**ACTIVIDADES PROPUESTAS**
**1.** Resume en dos oraciones la reseña del documental sobre Basquiat.
**2.** Contesta estas preguntas sobre la reseña del documental sobre Basquiat:
(a) ¿Qué pseudónimo usaba Basquiat?
(b) ¿Qué sirve de eje vertebral al documental?
(c) ¿Qué artista se cita como alguien que sobrellevó con mejor fortuna las malas críticas?
**3.** Escribe la continuación de la reseña del documental sobre Basquiat a partir de su última oración.

**TEXTO DE LECTURA**
┌────────

La historia de Jean-Michel Basquiat es la del becerro de oro al que los hebreos adoraron mientras Moisés ascendía el Monte Sinaí, el falso ídolo que la escena artística neoyorkina necesitaba para alimentar a una industria que movía cifras indecentes y que pensaba defender su escalón desde de la cadena alimenticia del arte mundial. En “Jean-Michel Basquiat: The Radiant Child”, Tamra Davis, directora y amiga del artista, narra desde una perspectiva ligeramente parcial el ascenso y caída de un genio dominado por esos tópicos demonios que suelen condenar a muchos artistas. Y a diferencia del becerro, Basquiat sabía que era un ídolo, que las consignas que grafiteaba en las calles calaban hondo entre los artistas urbanos y que SAMO, su pseudónimo, iba a ser el principio de una carrera meteórica que le costaría la vida.
Teniendo como eje vertebral una entrevista inédita que Davis había hecho a Basquiat veinte años atrás, el documental recorre ordenadamente las distintas etapas creativas del artista, desde sus comienzos como héroe underground a sus escarceos con la música y las eminencias arties que abalarían su carrera. Testimonios de todo tipo: galeristas, marchantes, amigos de la infancia, colegas de escenario y artistas que también cataron las mieles de la mitificación y que, como Julian Schnabel, sobrellevaron con mejor fortuna las malas críticas. Porque uno de los errores de Basquiat, comprensibles si tenemos en cuenta que la fama le llegó muy joven, es no asumir que toda su gloria podía esfumarse de la noche a la mañana y dejarlo indefenso ante sus adicciones. Porque, que su inocente sonrisa no nos engañe, Jean-Michel era un adicto, uno atrapado en un entorno hipócrita que perdonaba sus pecados a cambio de que sus arcas estuvieran rebosantes, y que, según los mitos más extendidos, hasta llegaron a encerrarlo en un estudio y proporcionarle alimento y drogas por un ventanuco para que mantuviera la concentración. Basquiat lo negaría con la dudosa mirada del que no sabe si enfurecerse por el bulo o echarse a llorar al haber sido descubierto.

└────────

[Entradas de un conjunto de datos]
┌────────

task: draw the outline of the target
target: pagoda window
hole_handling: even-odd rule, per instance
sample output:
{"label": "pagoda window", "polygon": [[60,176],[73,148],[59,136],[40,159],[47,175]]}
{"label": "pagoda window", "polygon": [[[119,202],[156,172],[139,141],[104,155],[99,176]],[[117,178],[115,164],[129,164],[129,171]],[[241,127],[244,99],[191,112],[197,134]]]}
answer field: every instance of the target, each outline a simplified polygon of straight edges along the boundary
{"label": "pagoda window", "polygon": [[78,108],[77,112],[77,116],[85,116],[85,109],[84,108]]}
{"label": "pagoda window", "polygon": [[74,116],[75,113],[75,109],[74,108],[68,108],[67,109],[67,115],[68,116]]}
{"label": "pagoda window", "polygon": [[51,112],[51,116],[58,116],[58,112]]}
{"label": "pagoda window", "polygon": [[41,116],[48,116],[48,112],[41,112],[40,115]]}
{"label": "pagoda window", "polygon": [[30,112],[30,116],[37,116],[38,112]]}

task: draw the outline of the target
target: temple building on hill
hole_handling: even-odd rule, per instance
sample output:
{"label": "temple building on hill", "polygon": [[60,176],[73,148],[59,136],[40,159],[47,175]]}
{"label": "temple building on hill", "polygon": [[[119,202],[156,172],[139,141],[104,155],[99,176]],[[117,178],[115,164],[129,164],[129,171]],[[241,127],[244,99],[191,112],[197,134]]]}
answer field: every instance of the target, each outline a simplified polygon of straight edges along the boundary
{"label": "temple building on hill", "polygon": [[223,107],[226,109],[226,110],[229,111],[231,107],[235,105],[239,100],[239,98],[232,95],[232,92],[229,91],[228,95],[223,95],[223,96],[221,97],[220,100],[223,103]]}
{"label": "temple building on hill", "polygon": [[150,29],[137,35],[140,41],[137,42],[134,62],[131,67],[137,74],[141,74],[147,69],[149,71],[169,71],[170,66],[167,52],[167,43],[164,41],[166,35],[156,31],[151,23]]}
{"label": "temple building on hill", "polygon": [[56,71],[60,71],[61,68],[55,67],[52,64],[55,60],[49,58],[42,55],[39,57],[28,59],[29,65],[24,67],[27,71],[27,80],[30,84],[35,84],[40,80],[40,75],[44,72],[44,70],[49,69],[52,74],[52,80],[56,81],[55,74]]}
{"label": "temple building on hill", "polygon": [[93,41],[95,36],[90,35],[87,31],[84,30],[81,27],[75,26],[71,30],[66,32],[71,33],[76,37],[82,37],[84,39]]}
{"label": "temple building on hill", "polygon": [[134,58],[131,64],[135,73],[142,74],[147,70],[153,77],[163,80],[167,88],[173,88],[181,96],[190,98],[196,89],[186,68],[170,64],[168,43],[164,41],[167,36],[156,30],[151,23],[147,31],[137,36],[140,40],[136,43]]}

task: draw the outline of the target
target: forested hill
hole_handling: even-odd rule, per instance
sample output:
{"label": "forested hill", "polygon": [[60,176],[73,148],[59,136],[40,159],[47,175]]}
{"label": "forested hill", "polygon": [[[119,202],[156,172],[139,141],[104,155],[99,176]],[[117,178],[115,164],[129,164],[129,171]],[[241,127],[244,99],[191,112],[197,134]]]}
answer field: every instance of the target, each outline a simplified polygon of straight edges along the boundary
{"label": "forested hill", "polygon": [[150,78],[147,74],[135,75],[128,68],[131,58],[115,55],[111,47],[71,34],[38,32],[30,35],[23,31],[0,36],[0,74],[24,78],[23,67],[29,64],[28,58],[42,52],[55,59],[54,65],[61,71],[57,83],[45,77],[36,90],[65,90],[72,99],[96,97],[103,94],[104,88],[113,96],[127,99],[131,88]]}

└────────

**SOLUCIONES**
**1.** En "Jean-Michel Basquiat: The Radiant Child", Tamra Davis, directora y amiga del artista, narra el ascenso y caída de Basquiat, quien sabía que era un ídolo y cuyo pseudónimo, SAMO, marcó el inicio de una carrera meteórica que le costaría la vida. El documental gira en torno a una entrevista inédita y a testimonios de galeristas, marchantes, amigos y artistas, y presenta a un Basquiat adicto, atrapado en un entorno hipócrita que perdonaba sus pecados a cambio de llenar sus arcas.

**2.**
(a) SAMO.
(b) Una entrevista inédita que Davis había hecho a Basquiat veinte años atrás.
(c) Julian Schnabel.

**3.**
Lo que está claro, drogas al margen, es que era un chico de sensibilidades extremas, capaz de dotar a su técnica esencialmente primitiva de una profundidad adaptable a cualquier tema. Racismo, política, folclore y, en sus últimos días, muerte; temas al parecer incombustibles si tenemos en cuenta que, a su muerte, dejó 1.000 cuadros y 1.000 dibujos por los que aún se siguen pagando cifras astronómicas.
Fama póstuma, otro gran tópico, aunque en el caso de Jean-Michel también la disfrutara en vida y, como la heroína, se volviera una necesidad.
Uno de los aspectos en el que más coinciden críticos y allegados de Basquiat es en su necesidad de fama, aunque terminara deslumbrándose con su propio brillo. Tras ella se intuye un trasfondo familiar complejo y una necesidad de impresionar a un padre de posturas diametrales a la suyas.
Jean-Michel hacía tiempo que se había alejado de lo que su progenitor esperaba de él, creando un universo propio que iba más allá de lo pictórico. Contó con su propia corte y tuvo por amigo a otro creador que, por aquel entonces, era más una figura social que artística: Andy Warhol.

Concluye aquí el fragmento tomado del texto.